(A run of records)

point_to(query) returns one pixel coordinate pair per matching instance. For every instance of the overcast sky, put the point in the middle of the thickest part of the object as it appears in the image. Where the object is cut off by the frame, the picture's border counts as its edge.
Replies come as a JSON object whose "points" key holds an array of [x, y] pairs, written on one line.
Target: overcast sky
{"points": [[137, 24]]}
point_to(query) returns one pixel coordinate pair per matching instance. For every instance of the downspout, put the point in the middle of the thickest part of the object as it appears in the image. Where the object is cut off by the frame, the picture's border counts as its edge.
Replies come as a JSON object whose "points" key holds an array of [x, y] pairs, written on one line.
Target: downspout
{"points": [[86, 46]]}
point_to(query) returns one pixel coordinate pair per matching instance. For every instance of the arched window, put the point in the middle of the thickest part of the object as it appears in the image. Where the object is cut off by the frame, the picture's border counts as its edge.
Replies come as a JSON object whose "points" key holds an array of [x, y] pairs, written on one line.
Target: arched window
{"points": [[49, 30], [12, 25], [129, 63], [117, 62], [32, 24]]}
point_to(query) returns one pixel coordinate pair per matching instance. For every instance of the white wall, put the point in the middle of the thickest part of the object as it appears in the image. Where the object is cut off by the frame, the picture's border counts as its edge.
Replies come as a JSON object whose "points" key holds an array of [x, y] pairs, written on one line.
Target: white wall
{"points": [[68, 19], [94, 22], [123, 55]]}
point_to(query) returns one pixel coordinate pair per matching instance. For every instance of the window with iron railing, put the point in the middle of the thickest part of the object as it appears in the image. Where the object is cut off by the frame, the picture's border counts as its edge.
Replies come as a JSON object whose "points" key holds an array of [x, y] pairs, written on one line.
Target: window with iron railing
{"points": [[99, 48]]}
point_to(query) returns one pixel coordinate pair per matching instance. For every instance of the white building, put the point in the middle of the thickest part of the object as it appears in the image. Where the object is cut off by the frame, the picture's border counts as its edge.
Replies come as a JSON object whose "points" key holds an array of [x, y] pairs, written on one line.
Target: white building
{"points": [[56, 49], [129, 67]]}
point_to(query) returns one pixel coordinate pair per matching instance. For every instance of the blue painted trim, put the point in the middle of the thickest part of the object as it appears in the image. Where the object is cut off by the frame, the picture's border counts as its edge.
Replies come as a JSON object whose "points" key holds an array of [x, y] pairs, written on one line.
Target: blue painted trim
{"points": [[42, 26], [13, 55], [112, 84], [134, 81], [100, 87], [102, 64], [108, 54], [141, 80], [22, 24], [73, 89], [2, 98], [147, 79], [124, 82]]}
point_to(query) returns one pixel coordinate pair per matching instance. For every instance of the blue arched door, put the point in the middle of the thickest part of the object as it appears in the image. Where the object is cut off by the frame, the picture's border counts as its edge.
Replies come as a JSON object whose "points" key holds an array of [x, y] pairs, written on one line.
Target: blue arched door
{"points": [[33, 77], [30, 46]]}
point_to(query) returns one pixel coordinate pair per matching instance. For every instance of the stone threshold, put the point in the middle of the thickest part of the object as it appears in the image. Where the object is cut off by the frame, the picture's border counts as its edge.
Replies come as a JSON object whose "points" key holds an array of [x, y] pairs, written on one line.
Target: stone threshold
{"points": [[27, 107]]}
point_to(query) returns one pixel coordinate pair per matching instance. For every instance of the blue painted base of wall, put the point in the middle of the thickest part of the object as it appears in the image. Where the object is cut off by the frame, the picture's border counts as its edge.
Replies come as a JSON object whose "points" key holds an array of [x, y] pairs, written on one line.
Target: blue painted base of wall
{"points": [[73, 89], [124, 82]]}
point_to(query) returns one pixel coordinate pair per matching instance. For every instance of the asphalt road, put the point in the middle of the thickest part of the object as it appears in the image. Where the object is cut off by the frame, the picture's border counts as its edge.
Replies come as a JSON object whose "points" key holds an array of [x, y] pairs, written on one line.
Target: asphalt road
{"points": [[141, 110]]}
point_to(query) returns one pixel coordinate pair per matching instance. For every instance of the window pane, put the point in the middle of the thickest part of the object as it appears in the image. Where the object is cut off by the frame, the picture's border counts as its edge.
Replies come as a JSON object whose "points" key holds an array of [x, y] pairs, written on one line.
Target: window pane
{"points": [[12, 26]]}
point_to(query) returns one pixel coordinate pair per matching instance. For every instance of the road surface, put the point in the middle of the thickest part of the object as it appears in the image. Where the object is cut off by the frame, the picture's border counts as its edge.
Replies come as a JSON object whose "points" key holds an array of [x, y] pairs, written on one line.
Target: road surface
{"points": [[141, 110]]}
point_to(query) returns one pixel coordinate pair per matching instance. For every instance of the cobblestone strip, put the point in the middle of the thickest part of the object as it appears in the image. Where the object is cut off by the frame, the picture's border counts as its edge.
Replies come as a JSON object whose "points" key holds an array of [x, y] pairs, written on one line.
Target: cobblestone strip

# THE EXERCISE:
Write out every line of the material again, exactly as it reads.

# SOLUTION FOR THIS PROBLEM:
point_to(query) returns one pixel coordinate pair per matching instance. For every instance of the overcast sky, put the point in the middle of the thickest part of the object as it appears in the image. Where the object is cut off by the frame, the picture's border counts as its edge.
Replies come as a JSON object whose "points" key holds an array of [x, y] pairs, written on one line.
Target: overcast sky
{"points": [[137, 24]]}
point_to(query) returns one pixel coordinate pair per matching instance. For every instance of the downspout, put the point in the middle of the thickest part of the object as it appears in the image. Where the object is cut off by the frame, the picture's border counts as its edge.
Replies come as a JSON object whose "points" key holds an array of [x, y] pairs, written on one line.
Target: downspout
{"points": [[86, 46]]}
point_to(query) returns one pixel coordinate pair per matching instance. For every instance of the arched window, put the point in the middle of the thickest part of the object as it appears in the image. Where the object is cut off by the frame, the picture's border counts as its edge.
Replies come as a JSON object whose "points" key holds an array of [x, y] pairs, written on one line.
Target: arched window
{"points": [[49, 30], [12, 25], [129, 63], [117, 62], [32, 24]]}
point_to(query) returns one pixel coordinate pair per matching instance. For every instance of the white wall, put the point in the middle of the thickest part of the object as it appears in the image. Where the object is cut off by the frame, the picture's border counts as its edge.
Replies come as a JSON object whose "points" key holds an array of [x, y] pairs, written on one line.
Target: white wall
{"points": [[68, 19], [94, 22], [123, 55]]}
point_to(query) returns one pixel coordinate pair per matching instance. For every instance of the window with iron railing, put the point in the middle of the thickest part of the object as it appears in the image. Where the object is cut off by the frame, the picture's border counts as its edge.
Replies come as a JSON object whose "points" key holds an array of [x, y] pairs, written on one line.
Target: window with iron railing
{"points": [[99, 48]]}
point_to(query) returns one pixel coordinate pair per matching instance. For every instance of the white building, put the point in the middle of the thickest part of the object as it appears in the image. Where the object is cut off by the frame, the picture's border counts as its edge.
Replies come as a JSON object whose "points" key holds an array of [x, y] pairs, written on one line.
Target: white building
{"points": [[56, 49], [129, 67]]}
point_to(query) returns one pixel coordinate pair per matching instance. For every instance of the blue painted trim, put the point in the middle of the thickest part of the object as it appears in the image. Where the object is cut off by the frame, the picture's border counts as its edge.
Replies come as a JSON object whose "points" key holds an array of [x, y] pairs, written on one line.
Target: blue painted trim
{"points": [[42, 26], [13, 55], [112, 84], [134, 81], [100, 87], [102, 64], [108, 54], [141, 80], [22, 24], [73, 89], [2, 98], [147, 79], [124, 82]]}
point_to(query) returns one pixel coordinate pair per matching instance. For every instance of the blue arched door, put the point in the middle of the thickest part of the object as it appears in the image. Where the object is cut off by the frame, the picture's border counts as its edge.
Replies come as a JSON object whose "points" key holds an array of [x, y] pairs, written on one line.
Target: blue arched door
{"points": [[33, 77], [30, 46]]}
point_to(query) returns one pixel coordinate pair per matching instance. For every instance of the stone threshold, put the point in the middle of the thickest part of the object as it appears in the image. Where the object is cut off by the frame, the picture's border counts as its edge.
Replies come as a JSON object whose "points" key holds an array of [x, y] pairs, written on one line.
Target: stone threshold
{"points": [[27, 107]]}
point_to(query) returns one pixel coordinate pair per matching instance. For every instance of the blue painted base of wall, put the point in the middle of the thickest part of the object as it appears in the image. Where the object is cut off by the frame, the picture's border counts as its edge.
Replies come as a JSON object whose "points" key holds an array of [x, y] pairs, written on one line.
Target: blue painted base of wall
{"points": [[73, 89], [124, 82]]}
point_to(query) returns one pixel coordinate pair per matching instance. For every instance of the asphalt road, put the point in the middle of the thickest part of the object as it appears in the image. Where the object is cut off by the frame, the picture's border counts as its edge.
Replies come as a JSON object whose "points" key holds an array of [x, y] pairs, written on one line.
Target: asphalt road
{"points": [[141, 110]]}
point_to(query) returns one pixel coordinate pair per matching instance. For every instance of the window pane, put the point in the middle of the thickest part of the object as it appears in the image. Where the object is cut off by the frame, the picture's border counts as its edge.
Replies come as a JSON object whose "points" key holds an array of [x, y] pairs, written on one line.
Target: window pane
{"points": [[12, 26]]}
point_to(query) returns one pixel coordinate pair per matching instance. For every instance of the road surface, put the point in the middle of the thickest part of the object as it appears in the image. Where the object is cut off by the frame, the picture's border counts as its edge.
Replies come as a JSON object whose "points" key holds an array of [x, y] pairs, written on one line.
Target: road surface
{"points": [[141, 110]]}
point_to(query) returns one pixel coordinate pair per matching instance. For every instance of the cobblestone strip, put the point in the middle of the thickest part of the object as it appears in the image. Where the object is cut off by the frame, the picture's border counts as its edge.
Replies come as a JSON object whose "points" key holds an array of [x, y] pairs, written on one line.
Target: cobblestone strip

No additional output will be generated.